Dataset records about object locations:
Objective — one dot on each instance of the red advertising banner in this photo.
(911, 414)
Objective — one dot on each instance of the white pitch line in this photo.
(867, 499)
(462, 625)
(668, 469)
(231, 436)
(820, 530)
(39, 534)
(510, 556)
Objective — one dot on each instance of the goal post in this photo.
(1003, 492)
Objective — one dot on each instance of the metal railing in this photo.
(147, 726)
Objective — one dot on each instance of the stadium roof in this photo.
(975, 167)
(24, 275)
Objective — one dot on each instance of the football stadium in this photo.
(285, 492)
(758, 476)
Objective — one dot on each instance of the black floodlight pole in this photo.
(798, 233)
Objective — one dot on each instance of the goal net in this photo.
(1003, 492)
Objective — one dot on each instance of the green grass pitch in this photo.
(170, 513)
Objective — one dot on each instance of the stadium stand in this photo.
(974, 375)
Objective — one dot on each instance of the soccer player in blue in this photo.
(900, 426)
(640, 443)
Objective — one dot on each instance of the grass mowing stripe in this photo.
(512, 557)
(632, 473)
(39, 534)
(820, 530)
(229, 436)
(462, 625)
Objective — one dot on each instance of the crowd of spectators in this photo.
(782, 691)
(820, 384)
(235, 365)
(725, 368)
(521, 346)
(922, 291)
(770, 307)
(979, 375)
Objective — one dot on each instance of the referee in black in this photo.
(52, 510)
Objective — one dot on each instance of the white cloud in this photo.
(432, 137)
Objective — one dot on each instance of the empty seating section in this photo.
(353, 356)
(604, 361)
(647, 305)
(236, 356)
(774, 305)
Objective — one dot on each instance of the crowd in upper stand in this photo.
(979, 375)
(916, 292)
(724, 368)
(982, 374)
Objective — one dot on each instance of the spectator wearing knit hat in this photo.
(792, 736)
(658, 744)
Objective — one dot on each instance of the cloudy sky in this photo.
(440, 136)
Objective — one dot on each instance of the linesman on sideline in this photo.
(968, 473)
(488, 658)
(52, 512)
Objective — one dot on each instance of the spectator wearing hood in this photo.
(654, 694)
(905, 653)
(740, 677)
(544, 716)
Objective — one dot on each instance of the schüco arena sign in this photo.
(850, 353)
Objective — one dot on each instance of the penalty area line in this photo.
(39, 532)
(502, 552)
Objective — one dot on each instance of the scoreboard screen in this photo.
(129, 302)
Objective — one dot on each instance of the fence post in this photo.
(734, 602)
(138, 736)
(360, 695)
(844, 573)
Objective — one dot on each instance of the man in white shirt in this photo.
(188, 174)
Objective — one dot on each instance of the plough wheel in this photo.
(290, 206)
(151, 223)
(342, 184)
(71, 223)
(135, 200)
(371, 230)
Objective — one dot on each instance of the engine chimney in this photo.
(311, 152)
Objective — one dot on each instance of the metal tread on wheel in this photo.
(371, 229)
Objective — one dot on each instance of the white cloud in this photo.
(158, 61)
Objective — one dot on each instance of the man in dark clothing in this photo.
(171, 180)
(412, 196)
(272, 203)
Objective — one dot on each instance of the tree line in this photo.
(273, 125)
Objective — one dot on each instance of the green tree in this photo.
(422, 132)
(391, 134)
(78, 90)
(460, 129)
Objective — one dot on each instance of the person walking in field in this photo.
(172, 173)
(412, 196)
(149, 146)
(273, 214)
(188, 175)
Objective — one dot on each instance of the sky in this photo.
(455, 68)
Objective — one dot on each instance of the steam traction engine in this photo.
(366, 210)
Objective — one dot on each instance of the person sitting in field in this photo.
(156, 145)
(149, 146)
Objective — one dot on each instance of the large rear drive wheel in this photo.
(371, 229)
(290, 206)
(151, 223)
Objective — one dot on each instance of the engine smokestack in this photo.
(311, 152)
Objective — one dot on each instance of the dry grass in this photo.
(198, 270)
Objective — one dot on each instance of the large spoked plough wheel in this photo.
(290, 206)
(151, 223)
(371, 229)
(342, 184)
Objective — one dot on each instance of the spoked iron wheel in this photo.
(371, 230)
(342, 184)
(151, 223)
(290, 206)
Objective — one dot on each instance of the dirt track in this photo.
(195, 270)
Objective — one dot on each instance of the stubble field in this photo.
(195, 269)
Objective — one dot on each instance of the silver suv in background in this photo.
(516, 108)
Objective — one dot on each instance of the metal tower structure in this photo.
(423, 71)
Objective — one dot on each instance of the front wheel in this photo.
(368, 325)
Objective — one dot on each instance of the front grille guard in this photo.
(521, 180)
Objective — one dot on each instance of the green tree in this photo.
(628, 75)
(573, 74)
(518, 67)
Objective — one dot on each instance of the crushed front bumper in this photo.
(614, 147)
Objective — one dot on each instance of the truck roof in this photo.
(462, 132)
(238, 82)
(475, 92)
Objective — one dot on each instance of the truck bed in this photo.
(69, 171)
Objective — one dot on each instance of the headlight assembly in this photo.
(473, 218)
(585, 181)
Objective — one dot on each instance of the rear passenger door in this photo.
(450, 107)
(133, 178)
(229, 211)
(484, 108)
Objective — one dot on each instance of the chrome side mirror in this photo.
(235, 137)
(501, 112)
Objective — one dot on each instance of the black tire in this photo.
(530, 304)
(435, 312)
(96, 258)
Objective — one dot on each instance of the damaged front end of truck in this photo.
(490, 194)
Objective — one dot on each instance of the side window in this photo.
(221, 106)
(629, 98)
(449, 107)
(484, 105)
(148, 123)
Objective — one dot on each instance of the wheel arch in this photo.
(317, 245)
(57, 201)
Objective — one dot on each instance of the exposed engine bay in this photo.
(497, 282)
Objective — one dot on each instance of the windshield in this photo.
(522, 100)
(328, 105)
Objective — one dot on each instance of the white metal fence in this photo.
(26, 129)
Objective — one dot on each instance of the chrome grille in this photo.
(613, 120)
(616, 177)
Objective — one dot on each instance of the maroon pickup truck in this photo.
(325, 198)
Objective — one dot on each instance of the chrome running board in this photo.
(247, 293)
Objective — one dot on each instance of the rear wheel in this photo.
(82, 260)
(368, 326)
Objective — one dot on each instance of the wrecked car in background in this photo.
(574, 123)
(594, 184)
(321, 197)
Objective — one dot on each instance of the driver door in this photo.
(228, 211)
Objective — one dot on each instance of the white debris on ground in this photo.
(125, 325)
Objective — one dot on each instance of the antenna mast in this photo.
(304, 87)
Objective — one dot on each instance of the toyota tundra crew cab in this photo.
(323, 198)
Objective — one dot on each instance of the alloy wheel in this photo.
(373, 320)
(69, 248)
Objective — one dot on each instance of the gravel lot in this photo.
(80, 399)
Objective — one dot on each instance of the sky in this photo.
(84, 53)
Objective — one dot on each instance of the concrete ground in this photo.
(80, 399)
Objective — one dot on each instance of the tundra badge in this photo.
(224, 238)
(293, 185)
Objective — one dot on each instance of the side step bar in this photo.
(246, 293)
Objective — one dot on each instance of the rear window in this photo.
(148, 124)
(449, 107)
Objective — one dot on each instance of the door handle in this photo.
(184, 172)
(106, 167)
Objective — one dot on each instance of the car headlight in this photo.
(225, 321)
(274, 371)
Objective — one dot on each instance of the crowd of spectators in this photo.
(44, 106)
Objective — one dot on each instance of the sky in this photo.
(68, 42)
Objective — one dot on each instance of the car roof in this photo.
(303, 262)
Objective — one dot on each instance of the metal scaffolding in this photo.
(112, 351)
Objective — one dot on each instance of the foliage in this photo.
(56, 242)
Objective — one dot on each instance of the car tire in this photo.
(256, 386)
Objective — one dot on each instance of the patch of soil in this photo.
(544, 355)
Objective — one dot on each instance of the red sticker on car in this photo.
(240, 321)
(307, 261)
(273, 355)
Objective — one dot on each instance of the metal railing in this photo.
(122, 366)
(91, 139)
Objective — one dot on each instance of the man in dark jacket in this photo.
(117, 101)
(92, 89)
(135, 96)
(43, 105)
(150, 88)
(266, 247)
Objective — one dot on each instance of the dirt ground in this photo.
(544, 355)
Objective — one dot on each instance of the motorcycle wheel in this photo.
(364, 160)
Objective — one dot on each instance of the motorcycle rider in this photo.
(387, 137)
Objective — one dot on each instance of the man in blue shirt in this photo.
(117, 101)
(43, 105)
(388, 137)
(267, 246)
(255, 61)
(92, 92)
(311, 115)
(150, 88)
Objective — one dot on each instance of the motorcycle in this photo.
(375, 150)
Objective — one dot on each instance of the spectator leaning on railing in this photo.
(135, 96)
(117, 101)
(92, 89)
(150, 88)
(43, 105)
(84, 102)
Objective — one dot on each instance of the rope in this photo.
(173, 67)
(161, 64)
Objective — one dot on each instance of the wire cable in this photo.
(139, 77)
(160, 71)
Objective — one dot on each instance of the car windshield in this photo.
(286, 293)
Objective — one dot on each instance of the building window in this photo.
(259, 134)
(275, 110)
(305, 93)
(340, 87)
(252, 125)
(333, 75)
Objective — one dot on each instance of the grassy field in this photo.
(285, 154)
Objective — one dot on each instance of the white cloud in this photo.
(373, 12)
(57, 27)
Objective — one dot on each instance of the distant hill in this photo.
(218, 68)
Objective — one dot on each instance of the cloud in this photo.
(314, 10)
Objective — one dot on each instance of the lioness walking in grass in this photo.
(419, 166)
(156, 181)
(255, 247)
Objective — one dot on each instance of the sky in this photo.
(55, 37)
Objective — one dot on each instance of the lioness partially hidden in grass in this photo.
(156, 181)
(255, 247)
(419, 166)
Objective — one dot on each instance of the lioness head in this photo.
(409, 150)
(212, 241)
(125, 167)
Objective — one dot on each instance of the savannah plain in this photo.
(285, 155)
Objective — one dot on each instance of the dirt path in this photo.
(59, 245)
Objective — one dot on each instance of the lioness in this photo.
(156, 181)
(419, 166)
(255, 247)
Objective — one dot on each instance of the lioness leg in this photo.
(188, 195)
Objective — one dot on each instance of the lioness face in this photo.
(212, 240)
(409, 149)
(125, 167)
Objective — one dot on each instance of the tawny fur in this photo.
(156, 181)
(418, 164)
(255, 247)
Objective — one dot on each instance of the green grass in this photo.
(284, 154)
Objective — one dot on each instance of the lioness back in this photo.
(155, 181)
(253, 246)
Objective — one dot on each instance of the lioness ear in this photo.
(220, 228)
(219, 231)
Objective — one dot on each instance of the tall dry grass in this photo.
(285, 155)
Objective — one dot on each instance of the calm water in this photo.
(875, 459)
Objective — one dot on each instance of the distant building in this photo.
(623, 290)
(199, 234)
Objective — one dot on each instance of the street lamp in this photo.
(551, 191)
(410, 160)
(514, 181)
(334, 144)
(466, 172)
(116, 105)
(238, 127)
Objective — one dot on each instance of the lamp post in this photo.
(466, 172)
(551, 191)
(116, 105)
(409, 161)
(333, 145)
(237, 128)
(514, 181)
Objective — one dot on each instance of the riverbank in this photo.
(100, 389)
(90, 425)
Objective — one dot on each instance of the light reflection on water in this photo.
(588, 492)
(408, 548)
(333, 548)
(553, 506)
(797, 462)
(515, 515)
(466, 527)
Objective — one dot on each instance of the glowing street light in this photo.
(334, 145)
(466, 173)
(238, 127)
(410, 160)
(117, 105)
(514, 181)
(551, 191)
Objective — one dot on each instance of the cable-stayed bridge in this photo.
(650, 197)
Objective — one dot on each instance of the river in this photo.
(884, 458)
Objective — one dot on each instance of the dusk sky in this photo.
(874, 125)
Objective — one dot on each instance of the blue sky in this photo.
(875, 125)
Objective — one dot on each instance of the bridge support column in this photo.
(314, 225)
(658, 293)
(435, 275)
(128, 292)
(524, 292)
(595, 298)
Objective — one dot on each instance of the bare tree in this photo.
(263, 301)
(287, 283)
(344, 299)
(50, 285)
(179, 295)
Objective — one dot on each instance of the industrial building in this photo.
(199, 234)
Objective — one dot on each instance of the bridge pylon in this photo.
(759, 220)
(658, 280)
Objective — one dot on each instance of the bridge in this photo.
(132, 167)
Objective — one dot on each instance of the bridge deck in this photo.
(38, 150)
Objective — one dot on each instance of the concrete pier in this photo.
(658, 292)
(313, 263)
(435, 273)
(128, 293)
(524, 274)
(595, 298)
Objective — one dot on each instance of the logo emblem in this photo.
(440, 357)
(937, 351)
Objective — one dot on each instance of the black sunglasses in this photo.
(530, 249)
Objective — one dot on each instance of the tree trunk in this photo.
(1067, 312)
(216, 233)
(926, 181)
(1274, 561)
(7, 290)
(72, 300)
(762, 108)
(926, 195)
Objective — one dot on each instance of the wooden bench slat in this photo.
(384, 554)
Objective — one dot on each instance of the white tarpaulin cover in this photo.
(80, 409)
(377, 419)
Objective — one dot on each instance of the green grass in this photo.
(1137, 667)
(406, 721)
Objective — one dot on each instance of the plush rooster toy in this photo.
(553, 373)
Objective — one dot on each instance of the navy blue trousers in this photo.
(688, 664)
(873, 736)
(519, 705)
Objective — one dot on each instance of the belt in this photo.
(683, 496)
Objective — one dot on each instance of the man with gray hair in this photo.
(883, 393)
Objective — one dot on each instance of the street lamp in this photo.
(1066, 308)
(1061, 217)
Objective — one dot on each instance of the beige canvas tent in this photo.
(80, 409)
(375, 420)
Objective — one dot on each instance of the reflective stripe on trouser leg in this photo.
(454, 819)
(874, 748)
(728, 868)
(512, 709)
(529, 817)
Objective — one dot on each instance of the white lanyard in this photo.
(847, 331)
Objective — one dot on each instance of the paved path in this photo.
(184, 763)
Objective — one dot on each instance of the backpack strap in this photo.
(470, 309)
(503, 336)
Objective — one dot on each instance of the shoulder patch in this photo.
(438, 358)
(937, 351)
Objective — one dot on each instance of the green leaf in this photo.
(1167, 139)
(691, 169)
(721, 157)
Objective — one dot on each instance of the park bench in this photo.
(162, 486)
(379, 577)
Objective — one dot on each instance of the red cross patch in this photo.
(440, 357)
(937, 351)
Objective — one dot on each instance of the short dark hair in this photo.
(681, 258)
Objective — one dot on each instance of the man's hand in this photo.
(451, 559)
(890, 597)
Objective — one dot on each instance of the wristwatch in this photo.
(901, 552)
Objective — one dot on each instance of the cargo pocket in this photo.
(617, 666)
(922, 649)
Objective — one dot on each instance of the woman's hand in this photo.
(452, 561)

▶ [SET EXERCISE]:
Your answer should consist only of the lines from the one with "Objective — one dot on each instance of the shoulder" through the end of the data above, reproduced exactly.

▶ [RESULT FOR THIS TASK]:
Objective — one dot on each instance of the shoulder patch in this photo.
(438, 358)
(937, 351)
Objective — one dot on each instance of the green leaf in this photo.
(1167, 139)
(691, 169)
(721, 157)
Objective — one dot on each instance of the park bench in this photo.
(162, 486)
(379, 577)
Objective — one dot on each instance of the red cross patch in this photo.
(440, 357)
(937, 351)
Objective — one dot on each instance of the short dark hair in this photo.
(681, 258)
Objective — one dot on each instance of the man's hand in this photo.
(451, 559)
(890, 597)
Objective — one dot on each instance of the wristwatch in this photo.
(901, 552)
Objective — one dot on each instance of the cargo pocket in this photo.
(617, 666)
(922, 649)
Objective — one dot on each instance of the woman's hand in this photo.
(452, 561)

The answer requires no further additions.